**Collected data:**

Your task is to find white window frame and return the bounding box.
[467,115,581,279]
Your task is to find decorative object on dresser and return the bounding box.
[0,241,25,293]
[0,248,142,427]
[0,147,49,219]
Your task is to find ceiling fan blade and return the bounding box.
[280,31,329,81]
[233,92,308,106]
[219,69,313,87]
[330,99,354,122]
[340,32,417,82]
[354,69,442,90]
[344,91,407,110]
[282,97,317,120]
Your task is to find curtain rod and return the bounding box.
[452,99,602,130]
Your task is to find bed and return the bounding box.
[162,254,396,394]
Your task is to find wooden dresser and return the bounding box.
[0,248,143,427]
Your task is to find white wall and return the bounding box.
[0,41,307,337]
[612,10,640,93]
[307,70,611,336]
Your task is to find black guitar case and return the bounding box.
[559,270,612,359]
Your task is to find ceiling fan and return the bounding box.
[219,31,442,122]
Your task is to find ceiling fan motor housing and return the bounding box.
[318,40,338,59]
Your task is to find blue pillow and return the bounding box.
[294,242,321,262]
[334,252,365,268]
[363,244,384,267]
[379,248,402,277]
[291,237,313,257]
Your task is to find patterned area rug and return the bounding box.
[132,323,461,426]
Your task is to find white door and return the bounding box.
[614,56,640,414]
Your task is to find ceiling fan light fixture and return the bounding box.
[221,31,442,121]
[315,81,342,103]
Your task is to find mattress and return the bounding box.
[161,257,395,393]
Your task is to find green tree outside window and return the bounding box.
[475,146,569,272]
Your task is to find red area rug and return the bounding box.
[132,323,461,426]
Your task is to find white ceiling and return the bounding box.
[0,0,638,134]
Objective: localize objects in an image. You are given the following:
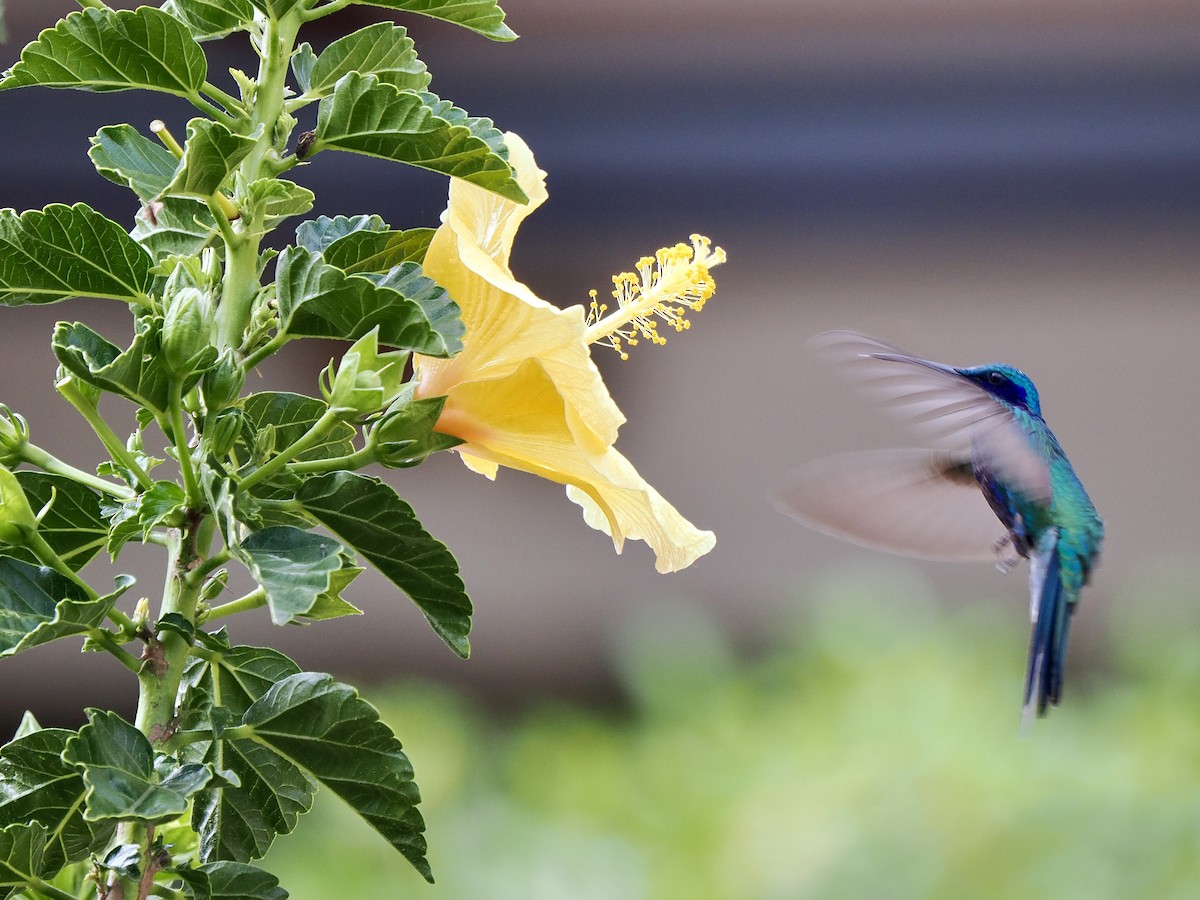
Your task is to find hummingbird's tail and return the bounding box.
[1023,533,1072,720]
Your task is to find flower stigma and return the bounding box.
[584,234,725,360]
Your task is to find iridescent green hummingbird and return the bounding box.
[776,331,1104,720]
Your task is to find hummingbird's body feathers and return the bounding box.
[775,449,1006,562]
[780,331,1104,720]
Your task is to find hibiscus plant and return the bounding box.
[0,2,722,897]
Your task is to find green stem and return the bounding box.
[24,880,77,900]
[188,549,232,586]
[16,442,135,500]
[287,445,375,475]
[238,408,341,492]
[202,587,267,623]
[241,330,289,371]
[187,91,237,127]
[88,630,142,674]
[303,0,352,20]
[25,532,98,600]
[168,381,202,507]
[55,381,154,492]
[200,82,247,118]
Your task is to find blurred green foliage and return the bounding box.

**Directions for this task:** Please transcribe the lines from the one containing "Your task is to find hummingbird's tail" through the last line of the records. Include both ends and nothing else.

**Written answer:**
Your task is to find hummingbird's tail and return the bounding box.
[1023,533,1072,720]
Your task is to find flower stigma and return the bounding box.
[584,234,725,360]
Your task is to find iridescent green hummingbird and return the bounding box.
[776,331,1104,720]
Your task is to find hummingbird's body feathers and return the bounding box.
[775,449,1006,562]
[780,331,1104,720]
Your task is to find hibiscus plant and return the bounding box.
[0,2,722,897]
Your task is to find green stem and return the bounding box.
[24,880,77,900]
[188,549,232,586]
[16,442,135,500]
[287,445,375,475]
[238,408,341,492]
[202,587,267,623]
[241,330,289,371]
[187,91,237,127]
[88,630,142,674]
[303,0,352,20]
[25,532,98,600]
[168,381,202,507]
[55,381,154,492]
[200,82,247,118]
Your task is to find blurred green foliage and return the bounding box.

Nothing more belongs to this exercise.